### GIVEN TEXT
Friday, August 29, 2025
Friday 5ive- A Trip to Napa Valley
Tuesday, August 26, 2025
End of Summer Reading Roundup
Reprinted from auburnpub.com
End of Summer Reading Roundup
Many of us have heard about the Magdalene laundries in Ireland where young pregnant teens were sent by their families to give birth, and then forced to give their babies up for adoption. While there, the young girls worked long days in the laundry for no money, and were generally treated poorly as free labor.
In the United States, there were 38 of these facilities. In her novel Wayward Girls, Susan Wiggs sets her story in a fictionalized version of a real-life home for wayward girls in Buffalo in the 1960s. Young girls and teens who were pregnant or whose parents could not care for them or were orphaned or sent by the court system ended up at this home.
When Marin rebuffs the advances of her alcoholic stepfather, he sends her to Good Shepherd Home, labeled a “reform school". There she bonds with a group of other young girls, and while they try to survive the hardships they faced, they plot a way to escape. It’s a heartbreaking and yet eventually uplifting story.
Kathy Wang’s novel The Satisfaction Cafe opens with Joan, a Chinese immigrant stating she never thought life in America would lead her to stab her husband. How can you not want to read on after that?
Joan divorces the first husband (the one she stabbed) and ends up married to a much older wealthy American man, and lives what many would call the American dream, even if her husband’s adult children do not trust her.
It’s a moving story of Joan’s life in America, finding a family, and the clever way she overcame the loneliness that many people face, especially in today’s world. She’s an unforgettable character.
Jess Walter’s new novel, So Far Gone tackles a different kind of loneliness. After he punches his conspiracy theory-spouting son-in-law at Thanksgiving, Rhys Kinnick goes off the grid to a dilapidated family cabin the middle of nowhere in the Northwest.
Seven years later a woman shows up on his doorstep with his two young grandchildren and a note from his daughter asking him to care for them until she returns. He tries to bond with the grandchildren over his love of literature, and when his son-in-law shows up with members of an armed militia to take the children, he is forced into action.

### DATASET EXTRACT
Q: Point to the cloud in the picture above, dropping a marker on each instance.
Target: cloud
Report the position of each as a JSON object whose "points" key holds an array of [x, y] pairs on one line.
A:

### PROBLEM REQUIREMENTS
Return the passage of the reading roundup that begins at the words "In the United" and stops after "at this home.", copied word for word.

### SOLUTION TO THE EXERCISE
In the United States, there were 38 of these facilities. In her novel Wayward Girls, Susan Wiggs sets her story in a fictionalized version of a real-life home for wayward girls in Buffalo in the 1960s. Young girls and teens who were pregnant or whose parents could not care for them or were orphaned or sent by the court system ended up at this home.